--- start Exercise inputs ---

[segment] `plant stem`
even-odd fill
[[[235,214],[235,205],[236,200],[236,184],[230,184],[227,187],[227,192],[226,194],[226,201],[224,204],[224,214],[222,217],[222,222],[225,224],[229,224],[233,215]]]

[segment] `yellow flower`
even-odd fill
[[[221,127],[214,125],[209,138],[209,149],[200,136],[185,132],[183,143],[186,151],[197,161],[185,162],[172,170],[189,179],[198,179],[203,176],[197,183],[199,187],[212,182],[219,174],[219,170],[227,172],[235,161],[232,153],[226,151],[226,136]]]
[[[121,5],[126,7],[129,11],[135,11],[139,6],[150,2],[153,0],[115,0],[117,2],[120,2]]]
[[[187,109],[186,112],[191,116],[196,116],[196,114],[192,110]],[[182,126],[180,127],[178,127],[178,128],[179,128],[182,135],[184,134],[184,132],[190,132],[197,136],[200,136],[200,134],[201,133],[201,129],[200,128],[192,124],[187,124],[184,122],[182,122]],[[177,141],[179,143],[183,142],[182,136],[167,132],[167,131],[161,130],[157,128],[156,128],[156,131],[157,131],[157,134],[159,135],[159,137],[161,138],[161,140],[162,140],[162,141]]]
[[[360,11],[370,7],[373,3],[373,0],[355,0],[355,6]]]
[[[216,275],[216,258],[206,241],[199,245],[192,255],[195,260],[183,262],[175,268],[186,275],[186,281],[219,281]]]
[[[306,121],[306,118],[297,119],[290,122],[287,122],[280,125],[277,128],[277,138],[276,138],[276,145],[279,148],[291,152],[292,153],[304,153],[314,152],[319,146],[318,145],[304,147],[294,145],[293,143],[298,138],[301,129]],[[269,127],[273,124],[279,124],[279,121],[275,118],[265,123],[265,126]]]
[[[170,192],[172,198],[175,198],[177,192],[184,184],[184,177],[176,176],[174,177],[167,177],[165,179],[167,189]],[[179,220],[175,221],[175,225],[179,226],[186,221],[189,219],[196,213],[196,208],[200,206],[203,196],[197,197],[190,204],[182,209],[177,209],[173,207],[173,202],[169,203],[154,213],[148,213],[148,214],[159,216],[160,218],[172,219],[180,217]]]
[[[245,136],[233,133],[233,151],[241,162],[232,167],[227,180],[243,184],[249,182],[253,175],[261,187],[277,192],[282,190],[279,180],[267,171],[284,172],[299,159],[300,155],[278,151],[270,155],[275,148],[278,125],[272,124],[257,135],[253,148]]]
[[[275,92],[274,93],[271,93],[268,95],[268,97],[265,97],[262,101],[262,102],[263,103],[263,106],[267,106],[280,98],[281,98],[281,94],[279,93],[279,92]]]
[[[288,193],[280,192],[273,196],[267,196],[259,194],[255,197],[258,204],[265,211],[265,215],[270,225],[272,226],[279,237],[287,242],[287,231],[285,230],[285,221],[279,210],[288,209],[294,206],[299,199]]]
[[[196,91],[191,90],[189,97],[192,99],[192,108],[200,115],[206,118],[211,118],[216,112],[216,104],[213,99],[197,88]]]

--- end Exercise inputs ---

◆ **Your instructions**: Repeat the whole listing exactly, keeping every line intact.

◆ **In response**:
[segment] `plant stem`
even-odd fill
[[[235,214],[235,205],[236,200],[236,184],[230,184],[227,187],[227,192],[226,194],[226,201],[224,204],[224,214],[222,217],[222,222],[225,224],[229,224],[233,215]]]

[segment] `yellow flower`
even-odd fill
[[[221,127],[214,125],[209,138],[209,149],[200,136],[185,132],[183,143],[186,151],[197,161],[185,162],[172,170],[189,179],[198,179],[203,176],[197,183],[199,187],[212,182],[219,174],[219,170],[227,172],[235,161],[232,153],[226,151],[226,136]]]
[[[121,5],[126,7],[129,11],[135,11],[139,6],[150,2],[153,0],[115,0],[117,2],[120,2]]]
[[[187,109],[186,112],[191,116],[196,116],[196,114],[192,110]],[[182,126],[180,127],[178,127],[178,128],[179,128],[182,135],[184,134],[184,132],[190,132],[197,136],[200,136],[200,134],[201,133],[201,129],[200,128],[192,124],[187,124],[184,122],[182,122]],[[177,141],[179,143],[183,142],[182,136],[167,132],[167,131],[161,130],[157,128],[156,128],[156,131],[157,131],[157,134],[159,135],[159,137],[161,138],[161,140],[162,140],[162,141]]]
[[[360,11],[370,7],[373,3],[373,0],[355,0],[355,6]]]
[[[216,275],[216,258],[206,241],[199,245],[192,255],[195,260],[183,262],[175,268],[186,275],[186,281],[219,281]]]
[[[306,121],[306,118],[297,119],[290,122],[287,122],[280,125],[277,128],[277,138],[276,138],[276,145],[279,148],[291,152],[292,153],[304,153],[314,152],[319,146],[318,145],[304,147],[294,145],[293,143],[298,138],[301,129]],[[269,127],[273,124],[279,124],[279,121],[275,118],[265,123],[265,126]]]
[[[170,192],[172,198],[175,198],[177,192],[184,184],[184,177],[176,176],[174,177],[167,177],[165,179],[167,189]],[[179,220],[175,221],[175,225],[179,226],[186,221],[189,219],[196,213],[196,208],[200,206],[203,196],[197,197],[190,204],[182,209],[177,209],[173,207],[173,202],[169,203],[154,213],[148,213],[148,214],[159,216],[160,218],[172,219],[180,217]]]
[[[245,136],[233,133],[233,151],[241,162],[232,167],[227,180],[243,184],[249,182],[253,175],[261,187],[277,192],[282,190],[279,180],[267,171],[284,172],[299,159],[300,155],[278,151],[270,155],[275,148],[278,125],[272,124],[257,135],[253,148]]]
[[[275,92],[274,93],[271,93],[268,95],[268,97],[265,97],[262,101],[262,102],[263,103],[263,106],[267,106],[280,98],[281,98],[281,94],[279,93],[279,92]]]
[[[288,193],[280,192],[273,196],[267,196],[259,194],[255,197],[258,204],[265,211],[265,215],[270,225],[272,226],[279,237],[287,242],[287,231],[285,230],[285,221],[279,210],[288,209],[294,206],[299,199]]]
[[[196,91],[191,90],[189,97],[192,99],[192,108],[200,115],[206,118],[211,118],[216,112],[216,104],[213,99],[197,88]]]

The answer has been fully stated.